--- BEGIN Passage given ---

Now don't get him wrong. He's not a bad person. He just acts
impulsively sometimes. He doesn't stop to think about the consequences
when he sees something wrong. Like the time he saw the tourists
beating their dogs. But now he's really in trouble. Now he
has sunk the casino boat! Dad is furious that the owner is emptying
the bilge tanks directly into the water instead of paying to have it hauled
away. He can't prove it so he does the only thing he can think of
-- swamps the boat. So, now he's in jail and no one believes him.
Can his son find a way to prove that the beach is being polluted because
of the casino boat?
Booktalk #2
Act before you think, speak
without a plan – Noah’s Dad has a huge impulse control problem and his
family is suffering from it. What if Dad is right about the illegal dumping
in a recreational area? Who is the strange old man who keeps showing up
just when things are getting dicey? There is a lot going on and you will
need to join Noah and his sister, Abbey, to get to the bottom of it all.

--- END Passage given ---
--- BEGIN Available records ---

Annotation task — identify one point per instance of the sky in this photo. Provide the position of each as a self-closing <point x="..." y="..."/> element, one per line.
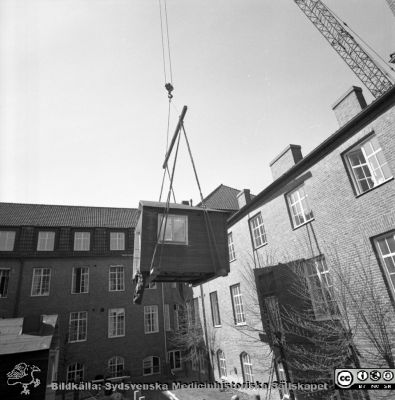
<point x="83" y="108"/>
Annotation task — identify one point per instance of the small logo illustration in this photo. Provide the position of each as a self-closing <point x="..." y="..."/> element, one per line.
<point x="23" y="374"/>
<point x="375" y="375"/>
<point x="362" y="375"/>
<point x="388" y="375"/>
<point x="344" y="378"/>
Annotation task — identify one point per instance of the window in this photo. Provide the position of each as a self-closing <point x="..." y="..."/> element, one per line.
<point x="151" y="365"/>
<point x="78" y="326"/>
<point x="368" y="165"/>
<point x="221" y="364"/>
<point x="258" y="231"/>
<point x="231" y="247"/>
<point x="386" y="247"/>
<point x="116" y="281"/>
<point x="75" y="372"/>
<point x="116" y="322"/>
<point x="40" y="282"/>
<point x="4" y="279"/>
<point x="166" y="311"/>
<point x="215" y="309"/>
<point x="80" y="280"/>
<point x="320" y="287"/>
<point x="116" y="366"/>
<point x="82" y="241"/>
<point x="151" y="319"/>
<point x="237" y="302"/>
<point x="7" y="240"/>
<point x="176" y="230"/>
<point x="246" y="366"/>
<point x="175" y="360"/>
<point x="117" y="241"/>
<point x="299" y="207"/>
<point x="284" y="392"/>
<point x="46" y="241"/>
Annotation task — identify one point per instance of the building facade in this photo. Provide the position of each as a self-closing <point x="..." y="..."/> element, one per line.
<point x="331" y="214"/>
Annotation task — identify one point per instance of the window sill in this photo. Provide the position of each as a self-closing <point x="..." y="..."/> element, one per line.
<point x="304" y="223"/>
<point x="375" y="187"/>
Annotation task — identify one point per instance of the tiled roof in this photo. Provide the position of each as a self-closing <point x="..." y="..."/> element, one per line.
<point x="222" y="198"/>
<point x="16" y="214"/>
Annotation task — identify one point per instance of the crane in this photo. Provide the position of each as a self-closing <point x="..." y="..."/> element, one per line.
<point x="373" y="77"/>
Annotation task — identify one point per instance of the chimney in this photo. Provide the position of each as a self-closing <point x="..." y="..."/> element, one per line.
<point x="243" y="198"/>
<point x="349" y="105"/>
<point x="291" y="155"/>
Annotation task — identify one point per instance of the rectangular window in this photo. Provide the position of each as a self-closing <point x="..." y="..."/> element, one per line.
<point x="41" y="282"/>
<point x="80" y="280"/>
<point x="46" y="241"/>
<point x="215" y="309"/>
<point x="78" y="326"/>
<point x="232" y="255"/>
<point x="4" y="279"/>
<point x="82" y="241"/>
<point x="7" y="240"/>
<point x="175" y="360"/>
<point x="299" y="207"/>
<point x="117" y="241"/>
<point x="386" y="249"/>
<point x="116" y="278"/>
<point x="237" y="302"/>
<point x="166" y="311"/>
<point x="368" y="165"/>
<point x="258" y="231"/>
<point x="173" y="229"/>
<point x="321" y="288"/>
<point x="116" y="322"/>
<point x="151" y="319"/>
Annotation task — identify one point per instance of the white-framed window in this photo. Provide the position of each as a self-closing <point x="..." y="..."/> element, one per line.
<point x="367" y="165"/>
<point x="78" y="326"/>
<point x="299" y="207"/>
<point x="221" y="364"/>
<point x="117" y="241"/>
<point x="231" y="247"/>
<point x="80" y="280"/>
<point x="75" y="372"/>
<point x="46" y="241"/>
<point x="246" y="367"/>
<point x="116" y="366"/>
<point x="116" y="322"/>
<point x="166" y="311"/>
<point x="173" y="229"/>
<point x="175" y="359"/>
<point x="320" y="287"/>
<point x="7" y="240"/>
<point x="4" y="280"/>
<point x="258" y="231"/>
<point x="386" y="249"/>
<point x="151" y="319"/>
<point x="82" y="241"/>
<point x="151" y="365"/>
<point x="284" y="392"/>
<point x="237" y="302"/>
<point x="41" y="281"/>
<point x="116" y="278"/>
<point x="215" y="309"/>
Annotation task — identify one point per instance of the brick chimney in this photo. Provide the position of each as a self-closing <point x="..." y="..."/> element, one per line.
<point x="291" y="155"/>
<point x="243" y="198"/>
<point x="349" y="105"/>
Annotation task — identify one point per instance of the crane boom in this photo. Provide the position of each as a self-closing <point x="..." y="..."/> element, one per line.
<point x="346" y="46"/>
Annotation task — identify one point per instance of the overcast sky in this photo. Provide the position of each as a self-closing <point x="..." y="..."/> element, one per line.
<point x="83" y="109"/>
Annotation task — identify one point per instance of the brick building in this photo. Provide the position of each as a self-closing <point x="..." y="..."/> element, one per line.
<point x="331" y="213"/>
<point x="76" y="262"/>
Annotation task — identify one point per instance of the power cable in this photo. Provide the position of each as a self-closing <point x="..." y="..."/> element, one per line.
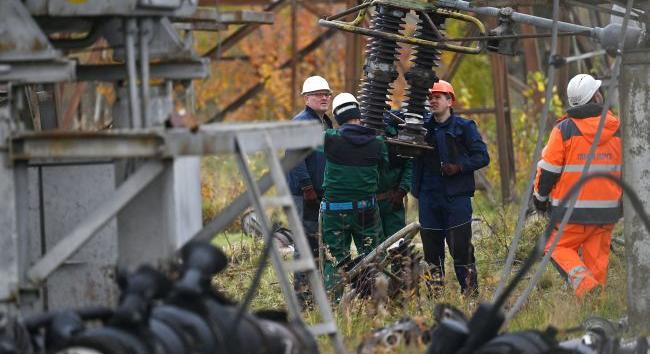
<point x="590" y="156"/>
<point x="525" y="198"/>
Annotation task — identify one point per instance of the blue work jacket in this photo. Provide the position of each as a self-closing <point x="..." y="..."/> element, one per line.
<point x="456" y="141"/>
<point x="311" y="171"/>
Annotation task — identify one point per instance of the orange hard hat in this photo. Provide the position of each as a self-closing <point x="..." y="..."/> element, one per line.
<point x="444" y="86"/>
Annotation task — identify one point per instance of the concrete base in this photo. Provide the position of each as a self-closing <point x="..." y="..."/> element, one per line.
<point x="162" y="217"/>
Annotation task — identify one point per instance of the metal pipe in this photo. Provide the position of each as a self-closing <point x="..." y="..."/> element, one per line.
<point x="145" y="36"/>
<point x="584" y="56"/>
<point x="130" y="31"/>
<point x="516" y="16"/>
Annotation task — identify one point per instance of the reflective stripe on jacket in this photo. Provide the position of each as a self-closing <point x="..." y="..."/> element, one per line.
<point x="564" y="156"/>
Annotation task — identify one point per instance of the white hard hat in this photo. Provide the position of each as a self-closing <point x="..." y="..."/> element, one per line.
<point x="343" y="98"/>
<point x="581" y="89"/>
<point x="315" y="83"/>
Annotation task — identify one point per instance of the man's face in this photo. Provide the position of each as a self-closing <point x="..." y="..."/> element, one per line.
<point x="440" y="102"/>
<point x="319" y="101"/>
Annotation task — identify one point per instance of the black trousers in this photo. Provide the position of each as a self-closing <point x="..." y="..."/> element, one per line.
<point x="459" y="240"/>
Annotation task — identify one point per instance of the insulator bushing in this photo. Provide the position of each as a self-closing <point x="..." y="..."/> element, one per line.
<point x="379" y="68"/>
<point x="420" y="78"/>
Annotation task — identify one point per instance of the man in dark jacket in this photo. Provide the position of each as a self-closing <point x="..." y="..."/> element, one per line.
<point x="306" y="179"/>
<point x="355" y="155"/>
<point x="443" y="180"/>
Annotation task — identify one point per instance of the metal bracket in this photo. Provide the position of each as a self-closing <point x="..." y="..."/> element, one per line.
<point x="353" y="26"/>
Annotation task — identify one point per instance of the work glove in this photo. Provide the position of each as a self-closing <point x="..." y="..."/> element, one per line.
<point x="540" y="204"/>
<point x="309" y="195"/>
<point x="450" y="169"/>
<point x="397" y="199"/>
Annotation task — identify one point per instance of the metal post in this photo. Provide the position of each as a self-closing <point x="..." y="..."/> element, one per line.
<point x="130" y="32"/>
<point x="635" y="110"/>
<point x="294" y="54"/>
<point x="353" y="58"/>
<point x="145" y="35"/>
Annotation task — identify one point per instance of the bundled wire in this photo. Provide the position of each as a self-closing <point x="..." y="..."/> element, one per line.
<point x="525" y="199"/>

--- END Available records ---

■ Set of tasks
[a] In the booktalk, what is Noah's sister's name?
[b] Please pull out each line of the records that contains the string "metal".

■ Solutions by task
[a] Abbey

[b]
Annotation task — identify one point per instance of the metal pipe in this photo. Provide the position of each as a self-closing <point x="..." y="..."/> element, one per line.
Annotation task — identify one point per instance of the metal bracket in this photo. Provide the position of each as a self-closing <point x="..." y="..."/> element, one per line.
Annotation task — identify one point per instance of the metal post in this photo. Provide the position of each as a self-closing <point x="..." y="..."/> element, one per line.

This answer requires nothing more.